### Instructions to follow
Filter the entries for the word "metal". Copy each line that has it.

Referring expression pointing data
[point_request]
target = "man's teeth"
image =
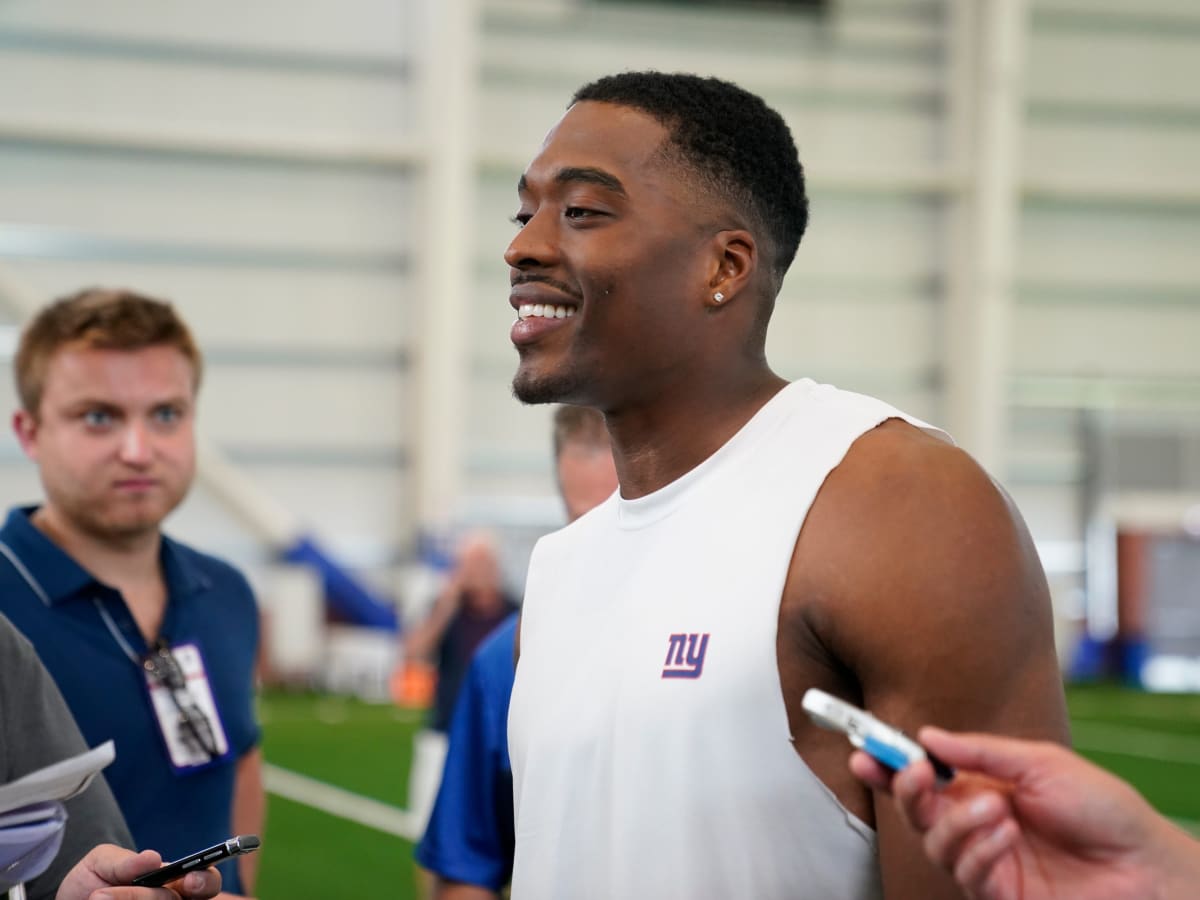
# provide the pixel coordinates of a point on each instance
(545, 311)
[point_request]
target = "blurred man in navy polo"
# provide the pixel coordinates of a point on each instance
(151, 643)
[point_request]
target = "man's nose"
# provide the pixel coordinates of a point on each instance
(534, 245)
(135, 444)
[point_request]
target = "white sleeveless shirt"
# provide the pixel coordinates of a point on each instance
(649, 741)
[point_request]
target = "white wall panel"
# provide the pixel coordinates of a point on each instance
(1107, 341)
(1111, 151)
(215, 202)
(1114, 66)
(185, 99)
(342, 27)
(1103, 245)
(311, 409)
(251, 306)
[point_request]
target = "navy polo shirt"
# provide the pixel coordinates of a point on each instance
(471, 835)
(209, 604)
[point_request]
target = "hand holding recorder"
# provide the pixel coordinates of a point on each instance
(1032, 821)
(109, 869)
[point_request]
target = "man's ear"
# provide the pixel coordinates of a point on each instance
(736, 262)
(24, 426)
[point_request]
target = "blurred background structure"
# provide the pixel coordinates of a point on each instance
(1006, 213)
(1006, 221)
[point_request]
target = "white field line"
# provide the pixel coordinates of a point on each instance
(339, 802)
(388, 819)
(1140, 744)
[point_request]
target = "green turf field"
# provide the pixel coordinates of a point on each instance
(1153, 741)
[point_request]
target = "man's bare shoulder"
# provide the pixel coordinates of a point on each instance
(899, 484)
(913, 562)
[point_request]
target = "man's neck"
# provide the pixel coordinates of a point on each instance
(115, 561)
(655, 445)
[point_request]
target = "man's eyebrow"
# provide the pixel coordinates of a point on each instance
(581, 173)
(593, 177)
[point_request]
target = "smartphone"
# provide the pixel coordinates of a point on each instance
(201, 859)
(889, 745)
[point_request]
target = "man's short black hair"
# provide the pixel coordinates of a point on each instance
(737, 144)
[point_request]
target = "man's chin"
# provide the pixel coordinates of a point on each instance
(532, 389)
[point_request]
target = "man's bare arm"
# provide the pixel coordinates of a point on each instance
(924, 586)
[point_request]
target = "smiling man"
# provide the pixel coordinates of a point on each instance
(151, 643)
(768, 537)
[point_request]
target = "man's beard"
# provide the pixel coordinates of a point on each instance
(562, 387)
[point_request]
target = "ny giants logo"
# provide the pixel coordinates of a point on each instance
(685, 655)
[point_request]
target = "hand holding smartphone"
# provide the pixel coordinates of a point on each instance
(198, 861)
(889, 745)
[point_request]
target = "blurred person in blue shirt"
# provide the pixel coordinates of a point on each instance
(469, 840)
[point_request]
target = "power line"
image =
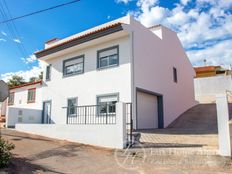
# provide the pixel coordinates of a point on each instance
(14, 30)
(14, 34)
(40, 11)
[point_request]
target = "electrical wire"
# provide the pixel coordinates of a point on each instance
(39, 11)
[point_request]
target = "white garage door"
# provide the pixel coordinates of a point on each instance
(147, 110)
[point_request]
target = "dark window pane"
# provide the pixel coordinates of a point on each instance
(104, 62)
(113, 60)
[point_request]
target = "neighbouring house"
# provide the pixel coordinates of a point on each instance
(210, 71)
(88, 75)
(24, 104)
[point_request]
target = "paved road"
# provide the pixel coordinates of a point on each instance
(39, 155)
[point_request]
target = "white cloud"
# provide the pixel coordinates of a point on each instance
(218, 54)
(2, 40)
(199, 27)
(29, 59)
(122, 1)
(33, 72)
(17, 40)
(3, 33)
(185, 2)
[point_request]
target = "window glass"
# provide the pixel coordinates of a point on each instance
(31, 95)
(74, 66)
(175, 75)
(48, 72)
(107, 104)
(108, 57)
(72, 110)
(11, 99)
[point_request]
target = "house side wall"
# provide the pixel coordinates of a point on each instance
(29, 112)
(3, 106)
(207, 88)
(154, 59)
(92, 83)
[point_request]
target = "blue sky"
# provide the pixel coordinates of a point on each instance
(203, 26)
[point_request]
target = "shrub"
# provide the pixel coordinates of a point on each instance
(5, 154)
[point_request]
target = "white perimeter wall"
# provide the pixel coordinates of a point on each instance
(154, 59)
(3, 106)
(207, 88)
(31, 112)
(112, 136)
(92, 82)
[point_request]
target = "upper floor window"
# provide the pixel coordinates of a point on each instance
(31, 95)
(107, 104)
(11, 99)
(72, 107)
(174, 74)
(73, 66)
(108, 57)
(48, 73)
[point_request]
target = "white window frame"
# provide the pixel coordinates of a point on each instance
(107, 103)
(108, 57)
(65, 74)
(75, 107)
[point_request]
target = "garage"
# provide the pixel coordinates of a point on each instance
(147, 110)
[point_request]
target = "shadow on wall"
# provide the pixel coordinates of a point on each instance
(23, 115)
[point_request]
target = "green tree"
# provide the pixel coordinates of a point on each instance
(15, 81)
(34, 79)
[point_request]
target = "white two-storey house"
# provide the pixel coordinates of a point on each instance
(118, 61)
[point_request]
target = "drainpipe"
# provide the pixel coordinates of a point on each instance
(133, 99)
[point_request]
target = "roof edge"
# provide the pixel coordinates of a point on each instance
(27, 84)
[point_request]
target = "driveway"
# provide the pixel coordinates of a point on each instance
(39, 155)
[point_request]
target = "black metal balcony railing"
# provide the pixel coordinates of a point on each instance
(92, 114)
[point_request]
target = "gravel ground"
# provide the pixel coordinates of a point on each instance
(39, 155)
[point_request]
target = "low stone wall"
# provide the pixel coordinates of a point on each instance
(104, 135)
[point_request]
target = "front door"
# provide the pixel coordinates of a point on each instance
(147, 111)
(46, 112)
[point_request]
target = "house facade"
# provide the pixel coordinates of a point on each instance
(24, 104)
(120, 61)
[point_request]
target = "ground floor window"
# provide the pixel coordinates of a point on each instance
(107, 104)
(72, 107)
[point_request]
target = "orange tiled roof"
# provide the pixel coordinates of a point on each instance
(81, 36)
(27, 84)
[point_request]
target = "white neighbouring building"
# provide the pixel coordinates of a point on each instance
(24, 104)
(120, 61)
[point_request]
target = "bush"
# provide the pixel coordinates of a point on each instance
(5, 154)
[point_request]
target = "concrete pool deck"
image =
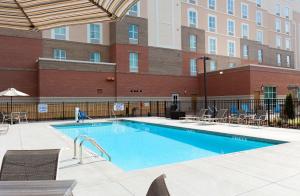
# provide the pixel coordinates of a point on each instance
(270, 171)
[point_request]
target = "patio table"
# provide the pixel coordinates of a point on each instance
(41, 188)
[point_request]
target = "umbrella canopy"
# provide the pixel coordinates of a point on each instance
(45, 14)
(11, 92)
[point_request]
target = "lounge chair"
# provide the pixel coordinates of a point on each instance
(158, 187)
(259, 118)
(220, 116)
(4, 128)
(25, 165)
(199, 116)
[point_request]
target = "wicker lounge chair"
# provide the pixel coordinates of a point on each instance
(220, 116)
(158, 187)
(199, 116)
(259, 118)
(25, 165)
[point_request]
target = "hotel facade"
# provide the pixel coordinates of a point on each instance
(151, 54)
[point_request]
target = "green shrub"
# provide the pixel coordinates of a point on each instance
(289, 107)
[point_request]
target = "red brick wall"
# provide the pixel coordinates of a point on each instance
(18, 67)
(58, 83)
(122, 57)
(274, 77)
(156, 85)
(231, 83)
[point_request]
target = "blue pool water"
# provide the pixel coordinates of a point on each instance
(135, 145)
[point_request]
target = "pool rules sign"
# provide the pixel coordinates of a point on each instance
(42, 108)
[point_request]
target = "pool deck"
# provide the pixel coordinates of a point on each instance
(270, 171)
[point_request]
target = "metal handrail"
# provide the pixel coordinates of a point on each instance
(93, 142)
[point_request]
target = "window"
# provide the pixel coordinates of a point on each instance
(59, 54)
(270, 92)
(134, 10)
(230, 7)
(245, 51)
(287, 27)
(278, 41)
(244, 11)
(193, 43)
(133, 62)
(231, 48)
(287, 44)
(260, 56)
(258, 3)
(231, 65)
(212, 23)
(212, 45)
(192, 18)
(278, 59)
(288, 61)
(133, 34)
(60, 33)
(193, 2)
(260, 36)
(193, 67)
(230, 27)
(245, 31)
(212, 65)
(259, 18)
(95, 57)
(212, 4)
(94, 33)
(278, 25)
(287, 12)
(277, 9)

---

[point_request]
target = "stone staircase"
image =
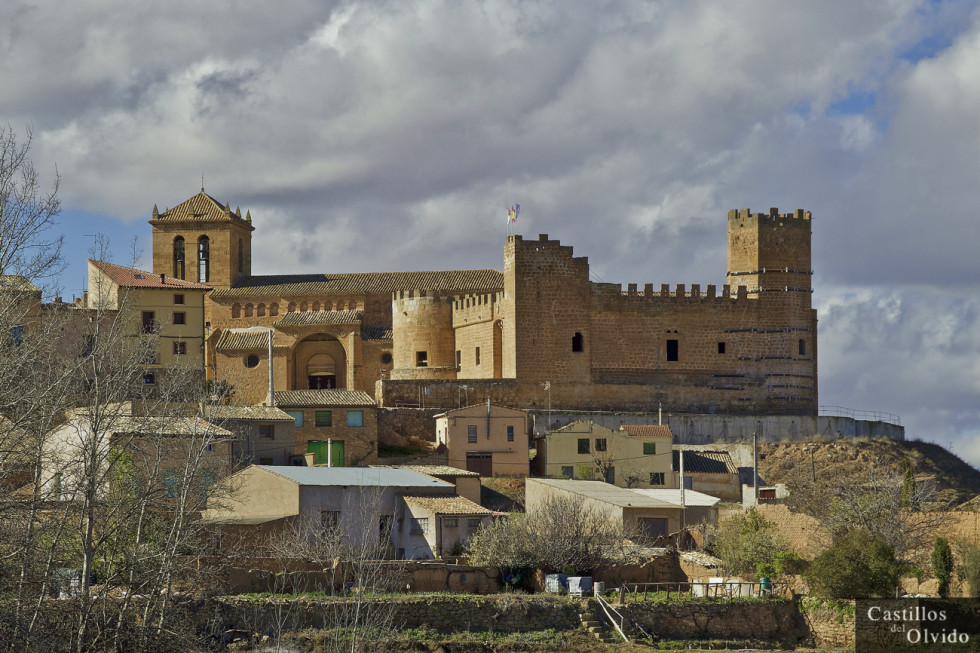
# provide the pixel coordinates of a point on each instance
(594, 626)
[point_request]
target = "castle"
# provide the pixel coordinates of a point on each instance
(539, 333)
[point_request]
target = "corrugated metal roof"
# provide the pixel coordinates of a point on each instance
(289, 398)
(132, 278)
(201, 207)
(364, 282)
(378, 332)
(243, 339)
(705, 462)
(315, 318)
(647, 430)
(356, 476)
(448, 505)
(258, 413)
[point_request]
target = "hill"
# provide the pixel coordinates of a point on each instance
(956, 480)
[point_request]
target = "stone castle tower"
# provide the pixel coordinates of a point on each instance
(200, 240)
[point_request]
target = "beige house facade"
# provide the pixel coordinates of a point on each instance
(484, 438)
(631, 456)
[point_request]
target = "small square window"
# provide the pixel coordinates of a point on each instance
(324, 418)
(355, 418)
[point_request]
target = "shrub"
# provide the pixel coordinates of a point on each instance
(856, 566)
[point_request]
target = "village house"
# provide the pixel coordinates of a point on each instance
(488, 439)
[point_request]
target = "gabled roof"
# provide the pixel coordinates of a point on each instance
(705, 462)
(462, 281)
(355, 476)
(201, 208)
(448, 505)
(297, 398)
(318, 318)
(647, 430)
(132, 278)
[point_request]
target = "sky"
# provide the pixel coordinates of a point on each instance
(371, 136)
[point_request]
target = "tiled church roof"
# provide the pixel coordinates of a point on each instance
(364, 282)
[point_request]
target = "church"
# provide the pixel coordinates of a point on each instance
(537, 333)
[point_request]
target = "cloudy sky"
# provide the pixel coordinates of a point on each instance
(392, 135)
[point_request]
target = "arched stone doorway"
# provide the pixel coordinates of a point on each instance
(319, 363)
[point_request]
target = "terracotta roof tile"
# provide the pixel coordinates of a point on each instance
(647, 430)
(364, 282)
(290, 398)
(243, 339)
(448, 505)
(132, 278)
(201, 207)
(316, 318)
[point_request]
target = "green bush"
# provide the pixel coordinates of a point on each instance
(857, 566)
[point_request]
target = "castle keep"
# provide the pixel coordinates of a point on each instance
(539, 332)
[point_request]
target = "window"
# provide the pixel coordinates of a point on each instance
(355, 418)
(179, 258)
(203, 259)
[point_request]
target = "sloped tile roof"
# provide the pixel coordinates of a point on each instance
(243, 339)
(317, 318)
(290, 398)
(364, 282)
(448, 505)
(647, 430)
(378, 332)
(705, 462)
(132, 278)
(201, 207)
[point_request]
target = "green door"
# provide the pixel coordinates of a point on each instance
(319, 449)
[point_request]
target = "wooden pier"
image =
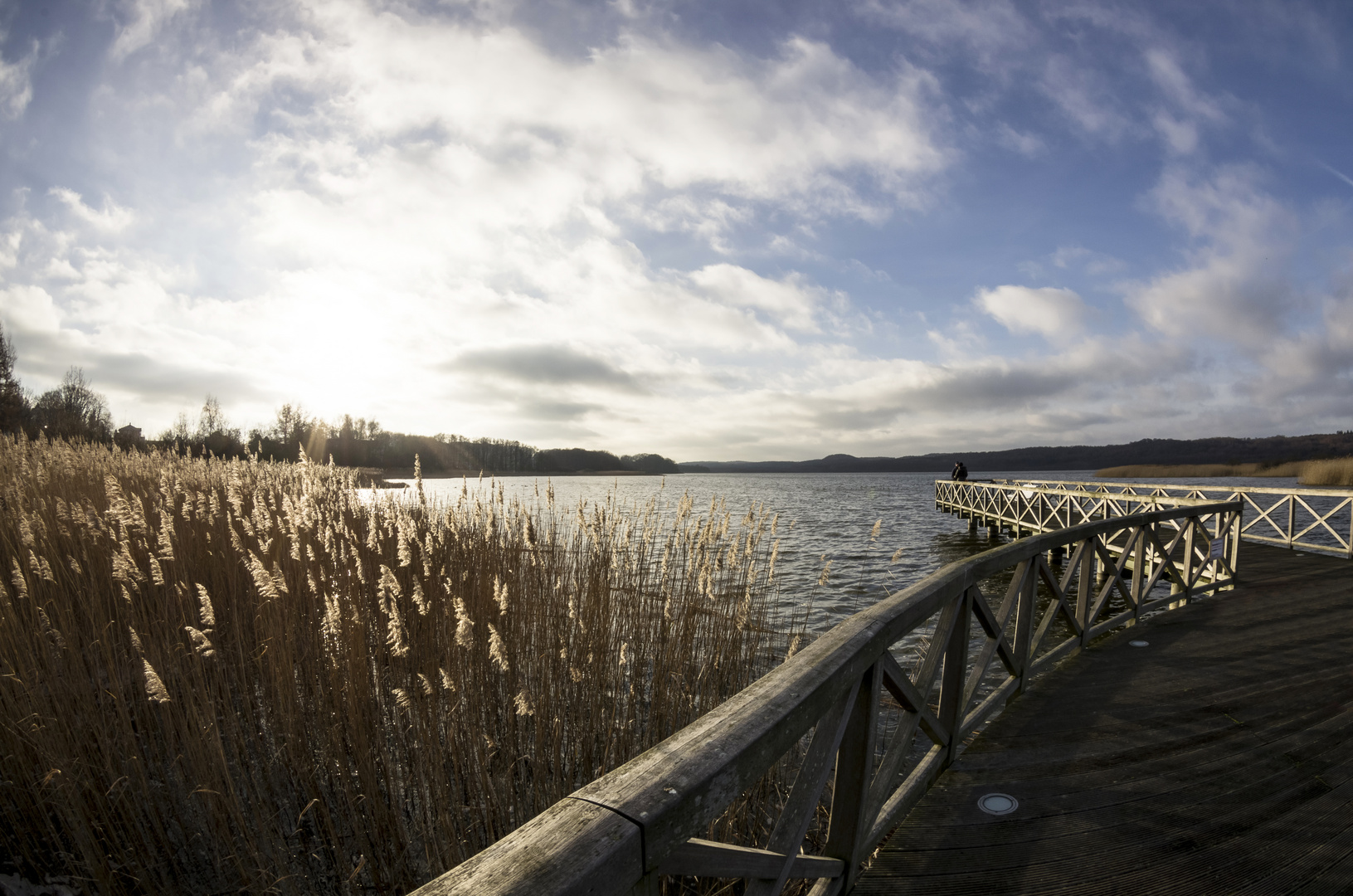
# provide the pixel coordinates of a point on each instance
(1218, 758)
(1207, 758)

### Written answer
target = "black metal balcony railing"
target = "metal handrail"
target = "corrugated metal roof"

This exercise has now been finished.